-- Opening Marker --

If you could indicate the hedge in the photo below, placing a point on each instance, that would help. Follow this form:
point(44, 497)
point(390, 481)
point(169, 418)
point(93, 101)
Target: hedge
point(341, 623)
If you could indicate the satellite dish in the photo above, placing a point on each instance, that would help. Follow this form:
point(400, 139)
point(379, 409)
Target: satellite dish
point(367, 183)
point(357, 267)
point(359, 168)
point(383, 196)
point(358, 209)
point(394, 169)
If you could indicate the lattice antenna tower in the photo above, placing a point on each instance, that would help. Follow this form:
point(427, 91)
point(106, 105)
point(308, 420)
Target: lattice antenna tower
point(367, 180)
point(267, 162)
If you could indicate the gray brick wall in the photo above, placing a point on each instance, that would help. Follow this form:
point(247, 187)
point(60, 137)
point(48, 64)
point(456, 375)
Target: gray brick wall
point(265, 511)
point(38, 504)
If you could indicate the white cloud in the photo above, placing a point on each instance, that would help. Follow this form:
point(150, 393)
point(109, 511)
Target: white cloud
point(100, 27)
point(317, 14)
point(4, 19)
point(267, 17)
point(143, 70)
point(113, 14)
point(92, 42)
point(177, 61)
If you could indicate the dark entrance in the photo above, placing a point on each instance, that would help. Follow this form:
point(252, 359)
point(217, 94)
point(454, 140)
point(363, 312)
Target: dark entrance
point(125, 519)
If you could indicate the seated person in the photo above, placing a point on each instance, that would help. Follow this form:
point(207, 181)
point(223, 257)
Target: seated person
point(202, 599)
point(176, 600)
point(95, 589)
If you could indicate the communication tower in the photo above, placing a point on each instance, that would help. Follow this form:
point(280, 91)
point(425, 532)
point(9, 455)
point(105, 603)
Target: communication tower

-- Closing Marker --
-- Opening Marker --

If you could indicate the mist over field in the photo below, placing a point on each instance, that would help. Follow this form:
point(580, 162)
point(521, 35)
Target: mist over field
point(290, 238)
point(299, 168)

-- Closing Marker --

Your task
Line count for "below": report how many lines in the data above include it, with no other words.

Solution for this exercise
2